(Excerpts from point annotation data)
>> BEGIN

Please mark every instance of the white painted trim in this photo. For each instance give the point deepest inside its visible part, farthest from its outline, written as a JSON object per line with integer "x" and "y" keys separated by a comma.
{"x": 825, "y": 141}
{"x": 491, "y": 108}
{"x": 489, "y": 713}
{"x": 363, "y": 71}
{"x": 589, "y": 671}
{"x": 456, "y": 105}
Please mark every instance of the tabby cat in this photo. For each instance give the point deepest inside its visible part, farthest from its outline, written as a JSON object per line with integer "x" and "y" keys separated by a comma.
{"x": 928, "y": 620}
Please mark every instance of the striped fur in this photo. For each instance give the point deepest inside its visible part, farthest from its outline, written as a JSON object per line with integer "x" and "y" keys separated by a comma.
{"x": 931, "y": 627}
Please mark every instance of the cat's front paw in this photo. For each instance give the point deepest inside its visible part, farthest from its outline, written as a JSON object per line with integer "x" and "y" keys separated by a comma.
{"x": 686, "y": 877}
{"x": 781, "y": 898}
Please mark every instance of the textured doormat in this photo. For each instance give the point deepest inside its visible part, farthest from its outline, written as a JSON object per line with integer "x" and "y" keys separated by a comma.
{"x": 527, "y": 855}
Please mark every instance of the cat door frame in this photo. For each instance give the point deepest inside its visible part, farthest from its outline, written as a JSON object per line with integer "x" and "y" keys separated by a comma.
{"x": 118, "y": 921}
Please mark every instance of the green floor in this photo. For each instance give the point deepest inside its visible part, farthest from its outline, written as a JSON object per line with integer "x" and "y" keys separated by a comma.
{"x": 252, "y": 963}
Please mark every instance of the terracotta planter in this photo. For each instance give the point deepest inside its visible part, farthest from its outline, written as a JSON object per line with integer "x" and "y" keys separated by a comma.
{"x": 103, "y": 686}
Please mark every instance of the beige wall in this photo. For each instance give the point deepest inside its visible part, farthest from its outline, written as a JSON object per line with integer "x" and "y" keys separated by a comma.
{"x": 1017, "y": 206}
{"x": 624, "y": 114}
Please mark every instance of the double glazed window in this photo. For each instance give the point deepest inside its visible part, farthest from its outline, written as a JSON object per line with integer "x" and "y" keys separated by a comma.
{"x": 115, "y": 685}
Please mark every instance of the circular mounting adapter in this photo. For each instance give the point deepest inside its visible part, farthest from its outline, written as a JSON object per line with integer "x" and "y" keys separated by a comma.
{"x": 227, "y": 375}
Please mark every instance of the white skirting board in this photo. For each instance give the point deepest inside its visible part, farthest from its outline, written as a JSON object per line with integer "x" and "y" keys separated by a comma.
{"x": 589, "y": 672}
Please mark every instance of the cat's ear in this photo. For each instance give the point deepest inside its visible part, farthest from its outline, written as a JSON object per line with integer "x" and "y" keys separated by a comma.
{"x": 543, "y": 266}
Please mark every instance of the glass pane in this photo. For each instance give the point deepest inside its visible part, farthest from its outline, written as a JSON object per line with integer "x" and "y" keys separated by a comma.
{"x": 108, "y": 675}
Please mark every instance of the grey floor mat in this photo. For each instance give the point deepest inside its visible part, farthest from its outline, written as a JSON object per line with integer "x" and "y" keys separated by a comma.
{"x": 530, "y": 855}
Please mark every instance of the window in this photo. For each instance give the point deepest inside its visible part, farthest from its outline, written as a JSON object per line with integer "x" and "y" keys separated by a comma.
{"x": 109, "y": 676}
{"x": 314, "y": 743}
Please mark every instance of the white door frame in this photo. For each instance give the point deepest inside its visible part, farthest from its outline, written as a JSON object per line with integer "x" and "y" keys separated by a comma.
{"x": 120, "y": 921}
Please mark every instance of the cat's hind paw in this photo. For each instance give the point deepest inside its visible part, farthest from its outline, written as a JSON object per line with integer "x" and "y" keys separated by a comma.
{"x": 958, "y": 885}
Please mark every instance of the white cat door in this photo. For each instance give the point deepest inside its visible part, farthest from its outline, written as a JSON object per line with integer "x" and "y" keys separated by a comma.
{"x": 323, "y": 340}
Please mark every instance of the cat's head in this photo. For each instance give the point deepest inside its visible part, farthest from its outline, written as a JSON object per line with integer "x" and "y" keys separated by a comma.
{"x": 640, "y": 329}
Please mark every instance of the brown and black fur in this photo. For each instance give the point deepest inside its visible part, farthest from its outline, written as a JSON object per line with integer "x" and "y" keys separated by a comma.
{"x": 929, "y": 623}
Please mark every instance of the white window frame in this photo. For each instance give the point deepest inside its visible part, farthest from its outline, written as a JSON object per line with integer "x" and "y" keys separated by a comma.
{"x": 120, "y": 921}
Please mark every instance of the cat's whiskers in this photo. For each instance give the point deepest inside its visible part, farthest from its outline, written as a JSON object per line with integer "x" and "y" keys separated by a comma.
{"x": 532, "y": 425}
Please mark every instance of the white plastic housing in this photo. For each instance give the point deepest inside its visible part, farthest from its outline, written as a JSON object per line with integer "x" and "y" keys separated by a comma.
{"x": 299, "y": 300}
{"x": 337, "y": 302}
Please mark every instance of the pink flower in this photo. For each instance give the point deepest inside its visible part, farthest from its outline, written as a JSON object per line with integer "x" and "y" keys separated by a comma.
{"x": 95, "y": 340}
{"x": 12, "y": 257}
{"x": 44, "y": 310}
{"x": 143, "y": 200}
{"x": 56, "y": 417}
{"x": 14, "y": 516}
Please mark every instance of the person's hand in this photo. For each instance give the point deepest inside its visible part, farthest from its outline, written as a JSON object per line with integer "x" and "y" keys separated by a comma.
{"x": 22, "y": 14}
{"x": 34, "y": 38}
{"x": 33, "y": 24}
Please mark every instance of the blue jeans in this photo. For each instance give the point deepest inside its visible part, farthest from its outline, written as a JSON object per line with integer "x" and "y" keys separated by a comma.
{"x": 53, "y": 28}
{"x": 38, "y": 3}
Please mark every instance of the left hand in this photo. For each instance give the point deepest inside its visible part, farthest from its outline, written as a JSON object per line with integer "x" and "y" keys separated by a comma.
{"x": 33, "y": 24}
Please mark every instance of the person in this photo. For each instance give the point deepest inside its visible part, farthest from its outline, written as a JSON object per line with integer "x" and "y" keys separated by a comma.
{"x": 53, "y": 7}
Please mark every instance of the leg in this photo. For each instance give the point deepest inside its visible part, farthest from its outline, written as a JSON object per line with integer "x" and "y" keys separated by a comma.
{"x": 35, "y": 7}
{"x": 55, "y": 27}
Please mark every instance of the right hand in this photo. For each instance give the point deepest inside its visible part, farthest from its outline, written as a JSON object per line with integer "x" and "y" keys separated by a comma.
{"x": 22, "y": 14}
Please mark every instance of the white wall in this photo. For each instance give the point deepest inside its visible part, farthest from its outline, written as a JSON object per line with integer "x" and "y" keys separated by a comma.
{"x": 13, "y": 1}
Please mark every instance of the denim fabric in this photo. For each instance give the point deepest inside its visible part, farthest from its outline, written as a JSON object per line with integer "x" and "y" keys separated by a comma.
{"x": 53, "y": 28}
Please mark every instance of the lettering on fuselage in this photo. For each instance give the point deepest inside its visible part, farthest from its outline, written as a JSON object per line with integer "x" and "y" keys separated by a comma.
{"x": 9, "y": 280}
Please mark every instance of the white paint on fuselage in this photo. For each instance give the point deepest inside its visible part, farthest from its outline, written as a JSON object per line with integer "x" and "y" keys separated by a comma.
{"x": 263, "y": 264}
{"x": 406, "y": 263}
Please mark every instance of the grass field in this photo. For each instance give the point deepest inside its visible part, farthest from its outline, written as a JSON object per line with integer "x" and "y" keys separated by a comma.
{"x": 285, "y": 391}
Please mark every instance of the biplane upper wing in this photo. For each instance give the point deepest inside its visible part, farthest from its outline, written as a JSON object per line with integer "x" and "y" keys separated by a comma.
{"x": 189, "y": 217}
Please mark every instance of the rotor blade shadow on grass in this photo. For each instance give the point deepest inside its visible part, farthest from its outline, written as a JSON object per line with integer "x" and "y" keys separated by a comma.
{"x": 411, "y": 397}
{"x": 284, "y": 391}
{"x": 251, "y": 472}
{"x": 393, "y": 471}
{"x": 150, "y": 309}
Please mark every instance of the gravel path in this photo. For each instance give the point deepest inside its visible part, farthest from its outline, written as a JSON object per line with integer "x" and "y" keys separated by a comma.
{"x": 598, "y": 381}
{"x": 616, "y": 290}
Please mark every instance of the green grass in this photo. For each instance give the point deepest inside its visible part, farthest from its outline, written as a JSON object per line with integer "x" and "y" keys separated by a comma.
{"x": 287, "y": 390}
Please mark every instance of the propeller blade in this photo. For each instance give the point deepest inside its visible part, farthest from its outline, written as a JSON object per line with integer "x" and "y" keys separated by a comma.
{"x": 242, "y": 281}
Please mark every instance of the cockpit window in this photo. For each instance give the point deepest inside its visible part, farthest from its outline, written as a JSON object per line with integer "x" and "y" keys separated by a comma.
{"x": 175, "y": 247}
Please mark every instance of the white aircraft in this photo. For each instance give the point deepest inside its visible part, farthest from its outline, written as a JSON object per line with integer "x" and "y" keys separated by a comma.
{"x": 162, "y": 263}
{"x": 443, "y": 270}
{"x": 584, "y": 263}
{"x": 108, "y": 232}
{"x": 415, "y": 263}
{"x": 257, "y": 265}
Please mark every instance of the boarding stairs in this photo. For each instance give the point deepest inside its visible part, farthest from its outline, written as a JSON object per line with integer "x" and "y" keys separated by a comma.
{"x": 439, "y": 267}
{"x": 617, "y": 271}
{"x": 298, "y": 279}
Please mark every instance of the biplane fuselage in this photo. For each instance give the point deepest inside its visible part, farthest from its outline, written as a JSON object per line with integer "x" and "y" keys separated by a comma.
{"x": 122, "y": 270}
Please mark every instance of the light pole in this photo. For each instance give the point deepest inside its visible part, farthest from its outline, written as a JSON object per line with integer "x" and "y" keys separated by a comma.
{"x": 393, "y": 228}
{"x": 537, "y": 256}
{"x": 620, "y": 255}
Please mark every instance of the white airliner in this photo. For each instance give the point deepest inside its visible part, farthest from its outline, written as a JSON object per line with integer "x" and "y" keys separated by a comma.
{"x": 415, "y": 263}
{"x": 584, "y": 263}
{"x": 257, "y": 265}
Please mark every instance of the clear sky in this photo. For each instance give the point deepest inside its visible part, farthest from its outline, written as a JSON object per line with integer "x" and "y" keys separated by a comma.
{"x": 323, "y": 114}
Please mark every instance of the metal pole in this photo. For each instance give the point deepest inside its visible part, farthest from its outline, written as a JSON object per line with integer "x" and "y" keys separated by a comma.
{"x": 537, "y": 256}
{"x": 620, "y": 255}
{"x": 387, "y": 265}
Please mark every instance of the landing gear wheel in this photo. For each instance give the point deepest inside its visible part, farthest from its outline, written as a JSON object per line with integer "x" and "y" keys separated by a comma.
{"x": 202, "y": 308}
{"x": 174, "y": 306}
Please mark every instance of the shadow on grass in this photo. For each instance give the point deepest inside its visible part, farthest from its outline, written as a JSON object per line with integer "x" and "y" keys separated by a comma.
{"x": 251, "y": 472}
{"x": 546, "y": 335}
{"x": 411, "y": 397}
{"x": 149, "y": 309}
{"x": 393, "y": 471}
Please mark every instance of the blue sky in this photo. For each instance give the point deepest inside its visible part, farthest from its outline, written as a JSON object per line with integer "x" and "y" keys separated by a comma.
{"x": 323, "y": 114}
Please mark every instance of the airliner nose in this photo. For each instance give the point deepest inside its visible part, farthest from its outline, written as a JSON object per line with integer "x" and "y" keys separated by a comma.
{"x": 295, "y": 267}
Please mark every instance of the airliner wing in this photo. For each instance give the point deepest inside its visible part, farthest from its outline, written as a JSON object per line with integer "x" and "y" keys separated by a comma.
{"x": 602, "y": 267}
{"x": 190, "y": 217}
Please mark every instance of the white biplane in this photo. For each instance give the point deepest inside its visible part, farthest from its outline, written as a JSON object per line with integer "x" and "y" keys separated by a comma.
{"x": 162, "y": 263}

>> END

▶ Exercise brief:
Starting from the line containing "Please mark every instance of the airliner wing", repeat each line through the end of the entries, exactly.

▶ Output for this exercise:
Please mark every instance of the airliner wing in this photo. For each instance give the point deepest inside its visible part, farthest from its outline, written as a JSON object per line with integer "x" and "y" keys separated by a comma.
{"x": 602, "y": 267}
{"x": 190, "y": 217}
Please mark every instance of the white biplane in this photo. For each instance give the point deepest inside its visible part, farthest from its outline, written as a JSON object per line with integer "x" and "y" keys separated by a comma.
{"x": 162, "y": 263}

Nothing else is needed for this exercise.